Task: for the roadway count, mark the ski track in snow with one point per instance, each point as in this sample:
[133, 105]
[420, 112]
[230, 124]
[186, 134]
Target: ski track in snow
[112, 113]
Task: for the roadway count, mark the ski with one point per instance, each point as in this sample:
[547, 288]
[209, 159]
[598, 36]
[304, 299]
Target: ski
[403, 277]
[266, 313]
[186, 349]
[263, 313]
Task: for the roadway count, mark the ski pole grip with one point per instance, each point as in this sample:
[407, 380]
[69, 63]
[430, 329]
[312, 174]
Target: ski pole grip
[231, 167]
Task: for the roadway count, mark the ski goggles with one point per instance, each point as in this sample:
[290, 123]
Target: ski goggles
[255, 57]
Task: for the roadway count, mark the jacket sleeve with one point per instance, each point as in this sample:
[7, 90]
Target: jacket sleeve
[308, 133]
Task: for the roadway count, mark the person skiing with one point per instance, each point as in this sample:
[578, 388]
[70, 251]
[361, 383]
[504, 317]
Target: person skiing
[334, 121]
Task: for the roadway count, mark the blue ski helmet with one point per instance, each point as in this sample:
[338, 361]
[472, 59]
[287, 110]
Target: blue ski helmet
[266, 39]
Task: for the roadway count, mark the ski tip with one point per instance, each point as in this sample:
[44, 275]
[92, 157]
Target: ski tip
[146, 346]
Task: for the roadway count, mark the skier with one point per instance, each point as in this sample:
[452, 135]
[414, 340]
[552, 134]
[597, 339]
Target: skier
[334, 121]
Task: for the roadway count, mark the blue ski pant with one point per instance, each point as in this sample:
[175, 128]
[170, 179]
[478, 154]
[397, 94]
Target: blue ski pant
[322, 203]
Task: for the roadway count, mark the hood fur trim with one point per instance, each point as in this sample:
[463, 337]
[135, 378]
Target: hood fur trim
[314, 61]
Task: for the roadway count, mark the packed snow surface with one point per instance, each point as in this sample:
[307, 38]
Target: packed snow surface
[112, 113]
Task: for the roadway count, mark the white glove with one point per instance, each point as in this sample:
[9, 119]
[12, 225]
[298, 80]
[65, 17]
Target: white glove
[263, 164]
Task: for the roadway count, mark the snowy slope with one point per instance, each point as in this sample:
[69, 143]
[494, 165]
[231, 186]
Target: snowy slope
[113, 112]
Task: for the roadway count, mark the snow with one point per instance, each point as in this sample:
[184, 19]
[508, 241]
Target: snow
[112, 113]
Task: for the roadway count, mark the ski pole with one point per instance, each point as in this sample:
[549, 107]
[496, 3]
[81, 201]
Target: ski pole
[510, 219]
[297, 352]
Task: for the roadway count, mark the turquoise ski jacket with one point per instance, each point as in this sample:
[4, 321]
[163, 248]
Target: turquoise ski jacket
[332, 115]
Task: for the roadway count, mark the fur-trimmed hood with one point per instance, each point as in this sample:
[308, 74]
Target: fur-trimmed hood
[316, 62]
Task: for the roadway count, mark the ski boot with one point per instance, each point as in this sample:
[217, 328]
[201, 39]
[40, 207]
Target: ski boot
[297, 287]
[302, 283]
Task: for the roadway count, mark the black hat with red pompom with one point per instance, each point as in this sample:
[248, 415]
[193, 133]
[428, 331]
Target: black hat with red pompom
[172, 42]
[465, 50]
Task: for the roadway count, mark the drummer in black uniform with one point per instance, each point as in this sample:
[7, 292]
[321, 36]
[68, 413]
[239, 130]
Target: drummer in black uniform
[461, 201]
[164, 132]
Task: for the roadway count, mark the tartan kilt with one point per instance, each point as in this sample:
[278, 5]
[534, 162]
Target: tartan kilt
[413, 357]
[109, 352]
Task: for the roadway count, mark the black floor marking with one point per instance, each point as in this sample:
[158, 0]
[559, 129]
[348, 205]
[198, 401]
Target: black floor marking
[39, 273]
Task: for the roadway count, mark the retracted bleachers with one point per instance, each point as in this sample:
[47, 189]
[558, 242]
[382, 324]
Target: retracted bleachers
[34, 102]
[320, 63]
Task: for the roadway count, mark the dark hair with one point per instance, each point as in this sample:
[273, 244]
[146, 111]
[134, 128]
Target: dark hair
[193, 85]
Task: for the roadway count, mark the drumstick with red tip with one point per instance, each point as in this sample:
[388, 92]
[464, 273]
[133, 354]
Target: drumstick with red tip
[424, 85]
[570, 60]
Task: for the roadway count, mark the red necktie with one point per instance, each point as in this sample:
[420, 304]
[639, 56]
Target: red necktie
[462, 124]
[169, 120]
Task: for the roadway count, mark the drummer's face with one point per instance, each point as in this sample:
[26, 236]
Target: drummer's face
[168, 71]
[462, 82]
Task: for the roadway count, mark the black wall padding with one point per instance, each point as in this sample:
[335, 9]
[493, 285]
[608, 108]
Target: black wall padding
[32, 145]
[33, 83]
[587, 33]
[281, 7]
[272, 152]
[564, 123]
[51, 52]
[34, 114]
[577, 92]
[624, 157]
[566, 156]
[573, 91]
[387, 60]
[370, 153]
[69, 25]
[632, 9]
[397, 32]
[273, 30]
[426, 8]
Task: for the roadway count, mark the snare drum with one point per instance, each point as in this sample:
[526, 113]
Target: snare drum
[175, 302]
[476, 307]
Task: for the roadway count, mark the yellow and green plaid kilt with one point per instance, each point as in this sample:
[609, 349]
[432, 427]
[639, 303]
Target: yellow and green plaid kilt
□ □ □ □ □ □ □
Work to complete:
Copy out the records above, changing each occurrence of "roadway count" to "traffic survey" and leaving the rest unchanged.

Written answer:
Task: for the traffic survey, mark the ski track in snow with one point per instance, each point as in this sample:
[133, 105]
[420, 112]
[230, 124]
[186, 134]
Target: ski track in snow
[112, 113]
Task: for the traffic survey, mark the ski with one point per instance, each point as in this sample:
[547, 288]
[209, 159]
[598, 36]
[304, 299]
Target: ski
[403, 277]
[266, 313]
[186, 349]
[263, 313]
Task: for the traffic survey, mark the ski pole grip with one point per instance, each point as in this sample:
[407, 380]
[69, 63]
[430, 329]
[312, 174]
Target: ski pole grip
[231, 167]
Task: for the traffic survey, mark the ski goggles with one point per instance, each point as in this sample:
[290, 123]
Target: ski goggles
[255, 57]
Task: for the traffic survey, mark the jacket sleeve with one point per instance, each point as in this sample:
[7, 90]
Target: jacket sleeve
[308, 133]
Task: for the traffic survey, mark the person skiing with one point per instance, each point as in this sample:
[578, 388]
[70, 251]
[361, 383]
[504, 317]
Target: person skiing
[334, 121]
Task: for the traffic survey, mark the blue ski helmet with one point per instance, each point as in this sample:
[338, 361]
[472, 59]
[287, 110]
Target: blue ski helmet
[266, 39]
Task: for the traffic survey, mark the ski tip with one point per instance, each point as in this sample:
[44, 275]
[92, 157]
Target: ski tip
[146, 346]
Task: for the traffic survey, mark the skier with one point per instance, each point as in this sample:
[452, 135]
[414, 340]
[552, 134]
[597, 339]
Target: skier
[334, 121]
Task: for the traffic survey, mark the blue ski pant with one point per instance, each point as in this sample:
[175, 128]
[170, 179]
[478, 154]
[397, 94]
Target: blue ski pant
[322, 203]
Task: for the traffic survey, mark the hood fur trim with one point per instance, each point as in this sample:
[463, 337]
[135, 378]
Target: hood fur trim
[314, 61]
Task: for the traffic survey, mark the packed snow surface with one point per instance, each point as in this sample:
[307, 38]
Target: packed snow surface
[112, 113]
Task: for the traffic survey, mark the white glove with one point per instance, each point as in this sample:
[9, 119]
[12, 225]
[298, 80]
[65, 17]
Target: white glove
[263, 164]
Task: for the traffic survey, mark the snowy slope with one point per instance, each point as in this sample:
[69, 143]
[494, 165]
[231, 186]
Target: snowy slope
[113, 112]
Task: for the traffic survey, mark the snow with one point per instance, each point as in this sample:
[184, 19]
[508, 241]
Target: snow
[112, 113]
Task: for the traffic survey, mark the ski pole with one point per instance, each point as in this sample:
[549, 107]
[496, 3]
[81, 201]
Target: ski pole
[510, 219]
[297, 352]
Task: for the traffic survey, mark the turquoise ski jacket with one point per instance, each point as in this sample:
[4, 321]
[163, 248]
Target: turquoise ski jacket
[332, 115]
Task: for the traffic survey, mark the fur-trimmed hood with one point per instance, each point as in this sample:
[308, 74]
Target: fur-trimmed hood
[316, 62]
Task: for the traffic survey, mark the ski boot with one point per instance, each point as in this sample:
[217, 328]
[201, 39]
[40, 207]
Target: ski boot
[297, 287]
[302, 283]
Task: for the traffic survey, mark the black hat with red pompom with one point per instance, each point as in this sample:
[248, 415]
[193, 133]
[428, 331]
Target: black hat with red pompom
[172, 42]
[465, 50]
Task: for the traffic survey, mark the drummer in black uniform with one point per instance, each point as in this sample:
[7, 292]
[321, 36]
[68, 413]
[239, 130]
Target: drummer in black uniform
[461, 201]
[164, 132]
Task: for the traffic survey, mark the tartan kilt with one point per instance, each point as in this sample:
[278, 5]
[534, 162]
Target: tartan kilt
[413, 357]
[109, 352]
Task: for the traffic survey, mark the black floor marking with one point per instance, each point as in this sample:
[158, 0]
[559, 129]
[348, 205]
[198, 401]
Target: black floor marking
[39, 273]
Task: for the traffic survey, mark the retracted bleachers with one point per instance, each point as in this sample:
[47, 189]
[558, 242]
[382, 324]
Target: retracted bleachers
[34, 102]
[320, 63]
Task: for the traffic survey, mark the dark hair with one point per instance, each point as in this sample:
[273, 244]
[146, 111]
[134, 128]
Target: dark hair
[193, 85]
Task: for the traffic survey, mark the drumstick with red tip with one point per instance, each point as in this sample:
[388, 92]
[464, 273]
[133, 354]
Target: drumstick with red tip
[424, 85]
[570, 60]
Task: for the traffic survey, mark the red necktie with one point per instance, each point as in this sample:
[420, 304]
[639, 56]
Target: red necktie
[462, 124]
[169, 120]
Task: for the traffic survey, mark the drummer's face with one point per instance, each point as in this sample:
[26, 236]
Target: drummer's face
[168, 71]
[462, 82]
Task: for the traffic survey, mark the black wall padding with one point per instance, each point as in this sample:
[335, 9]
[493, 285]
[608, 108]
Target: black wall padding
[32, 145]
[33, 83]
[587, 33]
[281, 7]
[272, 152]
[564, 123]
[51, 52]
[34, 114]
[577, 92]
[624, 157]
[566, 156]
[573, 91]
[387, 60]
[370, 153]
[69, 25]
[632, 9]
[397, 32]
[273, 30]
[426, 8]
Task: for the traffic survey, mark the snare drum with one point per instance, each point as in this sample:
[526, 113]
Target: snare drum
[175, 302]
[476, 307]
Task: for the traffic survey, mark the yellow and green plaid kilt with one point per instance, each point as in this sample:
[609, 349]
[432, 427]
[639, 303]
Target: yellow and green plaid kilt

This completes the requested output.